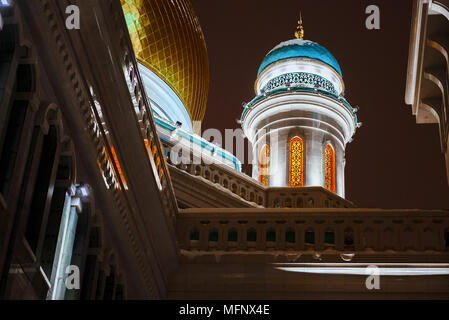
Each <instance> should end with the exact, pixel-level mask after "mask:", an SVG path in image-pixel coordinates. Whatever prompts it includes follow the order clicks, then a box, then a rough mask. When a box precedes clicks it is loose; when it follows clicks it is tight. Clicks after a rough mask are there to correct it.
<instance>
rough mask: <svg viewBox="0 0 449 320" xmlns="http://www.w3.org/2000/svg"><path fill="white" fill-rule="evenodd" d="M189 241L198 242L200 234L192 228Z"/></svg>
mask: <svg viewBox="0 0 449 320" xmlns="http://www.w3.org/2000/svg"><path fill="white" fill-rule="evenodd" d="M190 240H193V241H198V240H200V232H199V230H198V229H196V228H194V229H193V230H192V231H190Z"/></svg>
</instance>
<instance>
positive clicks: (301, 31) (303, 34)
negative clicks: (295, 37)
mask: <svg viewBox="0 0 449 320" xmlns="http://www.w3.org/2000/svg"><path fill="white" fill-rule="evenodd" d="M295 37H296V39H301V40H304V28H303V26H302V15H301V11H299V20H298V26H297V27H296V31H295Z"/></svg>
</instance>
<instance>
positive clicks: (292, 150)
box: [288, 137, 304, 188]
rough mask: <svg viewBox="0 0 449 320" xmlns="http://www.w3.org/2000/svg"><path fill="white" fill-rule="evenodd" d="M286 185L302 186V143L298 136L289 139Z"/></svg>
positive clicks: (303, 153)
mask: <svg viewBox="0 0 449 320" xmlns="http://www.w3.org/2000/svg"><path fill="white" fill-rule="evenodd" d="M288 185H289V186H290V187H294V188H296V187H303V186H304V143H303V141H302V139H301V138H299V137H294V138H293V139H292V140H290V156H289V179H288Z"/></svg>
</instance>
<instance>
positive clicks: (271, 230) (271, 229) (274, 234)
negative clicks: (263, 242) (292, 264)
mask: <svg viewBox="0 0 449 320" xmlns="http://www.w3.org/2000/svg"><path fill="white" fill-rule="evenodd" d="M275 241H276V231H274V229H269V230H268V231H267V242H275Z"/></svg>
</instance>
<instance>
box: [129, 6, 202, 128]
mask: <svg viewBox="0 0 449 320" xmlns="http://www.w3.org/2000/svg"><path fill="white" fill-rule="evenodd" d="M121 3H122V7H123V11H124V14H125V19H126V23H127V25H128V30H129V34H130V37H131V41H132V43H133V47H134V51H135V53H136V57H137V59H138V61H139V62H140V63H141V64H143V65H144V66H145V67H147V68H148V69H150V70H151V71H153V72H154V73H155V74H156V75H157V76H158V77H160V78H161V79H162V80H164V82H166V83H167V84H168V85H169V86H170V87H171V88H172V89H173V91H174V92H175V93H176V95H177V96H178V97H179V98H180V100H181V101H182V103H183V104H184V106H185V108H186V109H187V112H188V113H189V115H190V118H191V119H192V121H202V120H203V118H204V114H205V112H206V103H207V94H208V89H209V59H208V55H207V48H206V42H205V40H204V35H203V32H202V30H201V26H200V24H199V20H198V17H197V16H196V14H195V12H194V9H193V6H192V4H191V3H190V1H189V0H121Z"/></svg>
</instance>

──────

### Aim of the exercise
Copy each entry exactly, with no pictures.

### Result of the exercise
Each <instance> should end with the exact, pixel-level mask after "mask:", an SVG path in image-pixel coordinates. Whatever prompts it includes follow the order clicks, then a box, then a rough mask. When a box precedes clicks it is loose; when it follows clicks it is tight. Clicks after a rough mask are there to correct it.
<instance>
rough mask: <svg viewBox="0 0 449 320" xmlns="http://www.w3.org/2000/svg"><path fill="white" fill-rule="evenodd" d="M189 241L198 242L200 234L192 228Z"/></svg>
mask: <svg viewBox="0 0 449 320" xmlns="http://www.w3.org/2000/svg"><path fill="white" fill-rule="evenodd" d="M190 240H193V241H198V240H200V232H199V230H198V229H196V228H194V229H193V230H192V231H190Z"/></svg>
</instance>
<instance>
positive clicks: (301, 31) (303, 34)
negative clicks: (295, 37)
mask: <svg viewBox="0 0 449 320" xmlns="http://www.w3.org/2000/svg"><path fill="white" fill-rule="evenodd" d="M295 37H296V39H301V40H304V28H303V26H302V15H301V11H299V20H298V26H297V27H296V31H295Z"/></svg>
</instance>
<instance>
positive clicks: (292, 150)
box: [288, 137, 304, 188]
rough mask: <svg viewBox="0 0 449 320" xmlns="http://www.w3.org/2000/svg"><path fill="white" fill-rule="evenodd" d="M286 185L302 186V143L298 136L289 139Z"/></svg>
positive clicks: (303, 153)
mask: <svg viewBox="0 0 449 320" xmlns="http://www.w3.org/2000/svg"><path fill="white" fill-rule="evenodd" d="M288 185H289V186H290V187H294V188H296V187H303V186H304V143H303V141H302V139H301V138H299V137H294V138H293V139H292V140H290V156H289V179H288Z"/></svg>
</instance>
<instance>
positive clicks: (271, 230) (271, 229) (274, 234)
negative clicks: (263, 242) (292, 264)
mask: <svg viewBox="0 0 449 320" xmlns="http://www.w3.org/2000/svg"><path fill="white" fill-rule="evenodd" d="M275 241H276V231H274V229H269V230H268V231H267V242H275Z"/></svg>
</instance>
<instance>
box: [129, 6, 202, 128]
mask: <svg viewBox="0 0 449 320" xmlns="http://www.w3.org/2000/svg"><path fill="white" fill-rule="evenodd" d="M121 3H122V7H123V11H124V14H125V19H126V23H127V25H128V30H129V34H130V37H131V41H132V43H133V47H134V51H135V53H136V57H137V59H138V61H139V62H140V63H141V64H143V65H144V66H145V67H147V68H148V69H150V70H151V71H153V72H154V73H155V74H156V75H157V76H158V77H160V78H161V79H162V80H164V82H166V83H167V84H168V85H169V86H170V87H171V88H172V89H173V91H174V92H175V93H176V95H177V96H178V97H179V98H180V100H181V101H182V103H183V104H184V106H185V108H186V109H187V112H188V113H189V115H190V118H191V119H192V121H202V120H203V118H204V114H205V112H206V103H207V94H208V89H209V59H208V55H207V48H206V42H205V40H204V35H203V32H202V30H201V26H200V24H199V20H198V17H197V16H196V14H195V12H194V9H193V6H192V4H191V3H190V1H189V0H121Z"/></svg>
</instance>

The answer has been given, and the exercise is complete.